### Aim
Reproduce this listing with "photograph" replaced by "image" throughout and nothing else changed. Omit the pictures from your answer.
---- Record extracts
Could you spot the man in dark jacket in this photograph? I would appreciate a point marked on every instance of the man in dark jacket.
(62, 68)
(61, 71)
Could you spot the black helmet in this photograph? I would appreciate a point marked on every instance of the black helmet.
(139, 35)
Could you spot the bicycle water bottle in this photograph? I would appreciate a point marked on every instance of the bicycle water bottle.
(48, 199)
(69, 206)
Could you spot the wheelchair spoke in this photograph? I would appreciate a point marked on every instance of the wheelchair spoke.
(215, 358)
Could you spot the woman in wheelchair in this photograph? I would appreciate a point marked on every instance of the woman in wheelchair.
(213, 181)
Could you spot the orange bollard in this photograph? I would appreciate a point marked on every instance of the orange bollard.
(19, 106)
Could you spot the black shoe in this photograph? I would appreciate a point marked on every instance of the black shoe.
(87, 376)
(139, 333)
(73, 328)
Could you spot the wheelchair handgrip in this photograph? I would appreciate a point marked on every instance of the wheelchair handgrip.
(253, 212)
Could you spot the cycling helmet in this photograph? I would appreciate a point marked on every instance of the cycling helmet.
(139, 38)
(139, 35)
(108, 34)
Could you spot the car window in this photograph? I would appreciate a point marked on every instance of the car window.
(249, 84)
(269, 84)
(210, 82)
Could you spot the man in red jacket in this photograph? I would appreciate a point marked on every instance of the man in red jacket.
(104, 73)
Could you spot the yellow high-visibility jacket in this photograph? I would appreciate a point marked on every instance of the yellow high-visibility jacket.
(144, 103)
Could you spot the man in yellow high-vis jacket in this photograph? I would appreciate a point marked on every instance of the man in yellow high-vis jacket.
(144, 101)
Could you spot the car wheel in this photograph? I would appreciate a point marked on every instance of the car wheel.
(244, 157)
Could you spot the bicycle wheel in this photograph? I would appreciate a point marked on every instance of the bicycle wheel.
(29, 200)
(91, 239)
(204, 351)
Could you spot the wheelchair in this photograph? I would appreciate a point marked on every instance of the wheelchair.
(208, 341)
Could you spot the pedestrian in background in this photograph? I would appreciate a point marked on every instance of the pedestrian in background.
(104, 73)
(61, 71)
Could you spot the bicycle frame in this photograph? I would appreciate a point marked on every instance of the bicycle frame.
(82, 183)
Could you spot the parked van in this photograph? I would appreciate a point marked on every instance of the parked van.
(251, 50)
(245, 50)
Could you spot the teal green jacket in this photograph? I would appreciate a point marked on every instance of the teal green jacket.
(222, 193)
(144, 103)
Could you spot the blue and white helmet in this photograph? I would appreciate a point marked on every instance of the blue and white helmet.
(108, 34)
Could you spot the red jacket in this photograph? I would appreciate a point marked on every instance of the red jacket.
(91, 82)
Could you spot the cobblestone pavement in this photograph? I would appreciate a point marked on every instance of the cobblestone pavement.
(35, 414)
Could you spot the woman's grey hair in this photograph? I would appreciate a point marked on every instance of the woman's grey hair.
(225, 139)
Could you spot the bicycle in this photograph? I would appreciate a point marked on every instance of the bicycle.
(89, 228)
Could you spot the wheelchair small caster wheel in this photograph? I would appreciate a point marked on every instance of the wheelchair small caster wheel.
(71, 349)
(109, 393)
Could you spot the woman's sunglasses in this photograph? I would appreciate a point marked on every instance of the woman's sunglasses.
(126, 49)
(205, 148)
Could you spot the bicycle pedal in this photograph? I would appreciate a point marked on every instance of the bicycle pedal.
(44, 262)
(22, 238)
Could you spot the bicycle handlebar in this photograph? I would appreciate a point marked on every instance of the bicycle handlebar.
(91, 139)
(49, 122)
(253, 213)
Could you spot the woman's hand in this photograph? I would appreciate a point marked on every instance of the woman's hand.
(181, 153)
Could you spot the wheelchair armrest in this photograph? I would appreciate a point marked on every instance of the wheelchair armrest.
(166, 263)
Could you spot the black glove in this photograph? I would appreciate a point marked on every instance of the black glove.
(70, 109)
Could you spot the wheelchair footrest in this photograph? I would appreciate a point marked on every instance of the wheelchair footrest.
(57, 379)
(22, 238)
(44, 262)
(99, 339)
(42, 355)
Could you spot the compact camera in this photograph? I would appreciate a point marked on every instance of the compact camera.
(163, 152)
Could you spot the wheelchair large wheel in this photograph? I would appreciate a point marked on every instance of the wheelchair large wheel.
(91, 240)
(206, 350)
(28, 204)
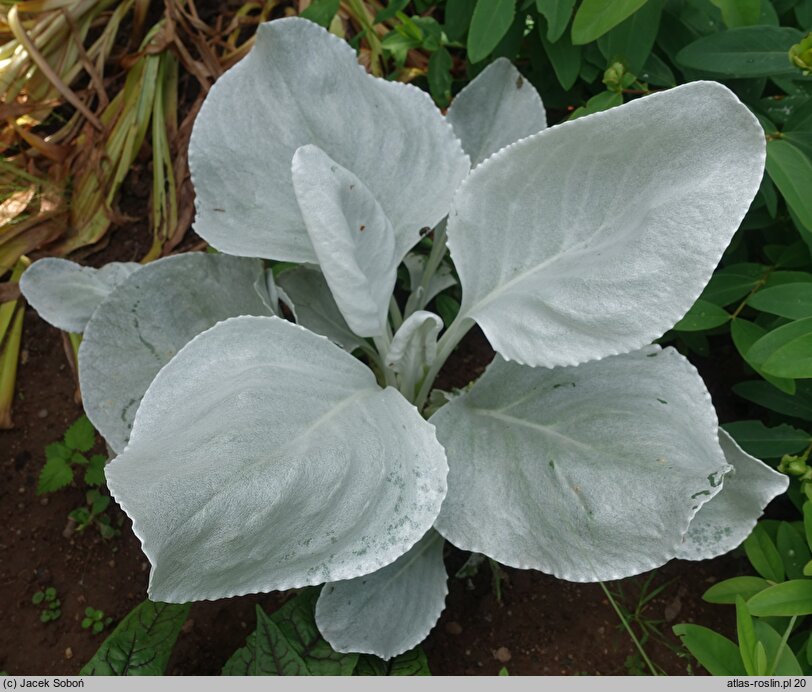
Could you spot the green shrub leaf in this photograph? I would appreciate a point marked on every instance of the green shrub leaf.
(142, 643)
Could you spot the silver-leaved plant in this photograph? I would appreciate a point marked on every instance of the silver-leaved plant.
(256, 454)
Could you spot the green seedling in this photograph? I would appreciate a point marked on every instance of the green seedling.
(51, 605)
(63, 458)
(93, 514)
(94, 620)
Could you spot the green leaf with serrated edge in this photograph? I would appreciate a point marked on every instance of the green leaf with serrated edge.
(412, 662)
(439, 77)
(793, 301)
(715, 652)
(94, 474)
(564, 57)
(744, 335)
(81, 436)
(789, 598)
(792, 547)
(751, 51)
(733, 283)
(388, 12)
(726, 591)
(747, 636)
(791, 171)
(321, 11)
(295, 629)
(785, 351)
(702, 315)
(489, 23)
(763, 555)
(595, 17)
(739, 13)
(142, 642)
(798, 405)
(458, 18)
(557, 13)
(267, 652)
(631, 41)
(56, 474)
(767, 443)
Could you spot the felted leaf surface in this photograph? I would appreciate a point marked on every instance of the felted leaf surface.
--------
### Task output
Could you spot the man in dark jacket in this image? I would appreciate a point marked on every instance of the man in dark jacket.
(62, 68)
(61, 71)
Could you spot the black helmet in this image? I would appreciate a point marked on every instance of the black helmet.
(139, 35)
Could you spot the bicycle water bottle in this image? I would appreciate a point marked on every instance of the bicycle water bottle.
(48, 199)
(69, 206)
Could you spot the wheelchair spoke in this image? I would appreciate a point marked on every instance of the wheelchair spoke.
(215, 358)
Could you spot the woman in wheelchair in this image? I would appreciate a point marked on every instance of the woman in wheelchair.
(213, 181)
Could you spot the orange bollard in this image? I would appreciate a point marked on every instance of the orange bollard.
(19, 106)
Could you spot the black shoe in this image? I would appreciate a point marked on every instance of the black shoe.
(87, 376)
(139, 333)
(73, 328)
Could you spot the wheelchair handgrip in this image? I would appreciate a point marked on every instance of the wheelchair handgrip.
(253, 212)
Could you spot the cycling helmet in this image? I would appreciate a point marked on every instance of the cycling helmet.
(139, 38)
(139, 35)
(108, 34)
Could you spot the car window in this image? I would appreciate a point marked on every instance of the car window.
(249, 84)
(269, 84)
(210, 82)
Could you spot the man in red jacket in this image? I would appreciate a point marked on every instance of the man in red jacket.
(104, 73)
Could you spot the yellow high-visibility jacket in this image? I would appreciate a point marked on every instance of the yellow high-visibility jacket.
(144, 103)
Could you spot the man in yellow high-vis jacket in this image? I would appreciate a point marked on every instance of the man in yellow high-vis jacket.
(144, 101)
Could you spot the car wheel in this image? I would appreciate a point marked on every instance of the car wheel.
(244, 157)
Could you spot the bicycle wheel in this image? I would appreciate a point marked on every instance of the bicycle wheel.
(29, 200)
(91, 239)
(204, 351)
Could you spot the wheelchair in this image? I would appreciate a point marked on every instance of the wheelchair.
(208, 341)
Could you spot the pedestrian in background in this image? I would appreciate a point marked on every instance of the pedestrian in background.
(104, 73)
(61, 71)
Could you spot the bicycle frame in this image? I would appreciate a point marked on every instance of the bicycle frame.
(82, 183)
Could you spot the parked van in this image? I would appreciate a point marked on every instance of the parked van.
(251, 50)
(245, 50)
Could you spot the teal green jacket in this image? I would appreciate a point marked on every instance of the teal green jacket.
(222, 193)
(144, 103)
Could you spot the blue and white helmet in this image? I would appreciate a point marked on every instance of the blue and white helmet.
(108, 34)
Could you spot the red jacket in this image? I would appreciate a point marked on every instance of the red jacket.
(91, 82)
Could you spot the cobblestone pavement in this image? I would appreciate a point marked on every instance of the cobblestone pavement.
(35, 414)
Could you spot the woman's grey hair in this image? I would appreciate a point marked on every instance of the woman's grey hair.
(225, 139)
Could you spot the bicycle in this image? I would appreciate a point marked on every instance of the bicycle.
(89, 228)
Could you spot the wheelchair small caster wheel in this image? I would appreciate a point marked on every instance of the wheelchair small caster wheel.
(71, 349)
(109, 393)
Could you spot the woman's sunglasses in this image? I would appreciate a point marked on every instance of the woman's sunglasses.
(126, 49)
(205, 148)
Could you spot the bicycle pedal in this image? I would appreciate a point marked on every instance of the bicycle pedal.
(44, 262)
(22, 238)
Could you spot the bicycle handlebar in this image? I would appreciate a point marked on every instance of the bicycle handlebar.
(91, 139)
(49, 122)
(253, 213)
Could you spot the woman's hand in this image? I would appreciate a point marked on every instance of the woman's hand.
(181, 153)
Could you spot the wheelchair armrest in this image? I would appreciate a point marked on every instance of the wheelchair armrest.
(166, 263)
Could you spot the black glove in this image? I would appreciate a point marked on every instance of the black glove.
(70, 109)
Could you spot the wheelchair footrest in this image? I would appreciate a point marked on every instance of the wheelchair footrest.
(57, 379)
(22, 238)
(44, 262)
(99, 339)
(42, 355)
Could you spot the compact camera in this image? I would appreciate a point marked on every instance of the compact camera.
(163, 152)
Could you spot the wheelchair large wheel in this image? I would appreciate a point marked on every instance of the wheelchair large wheel.
(91, 240)
(206, 350)
(28, 204)
Could you spot the green shrub leaf in this image? I would appreciate a point marked on every instance of the green shrub leaf.
(142, 643)
Could you spot the silver-leaved plant in this image? I would appreciate a point marked on every instance of the silver-leaved plant.
(256, 454)
Could you spot the green seedling in this image? I would appreciate a point marked on every instance of the green seedling.
(51, 605)
(63, 458)
(93, 514)
(94, 620)
Could you spot the green leaf with serrated edge in this image? I would appreciate a point marked on every instance of the green leaf with serrated edge.
(412, 662)
(439, 77)
(793, 301)
(715, 652)
(94, 474)
(564, 57)
(744, 335)
(81, 436)
(789, 598)
(792, 547)
(751, 51)
(733, 283)
(388, 12)
(726, 591)
(747, 636)
(791, 171)
(321, 11)
(295, 629)
(785, 351)
(702, 315)
(489, 23)
(763, 555)
(595, 17)
(739, 13)
(142, 642)
(798, 405)
(458, 18)
(557, 13)
(267, 652)
(631, 41)
(56, 474)
(767, 443)
Could you spot the felted leaf surface in this image? I would appreciate a point marked on every instance of the felted leaf surface.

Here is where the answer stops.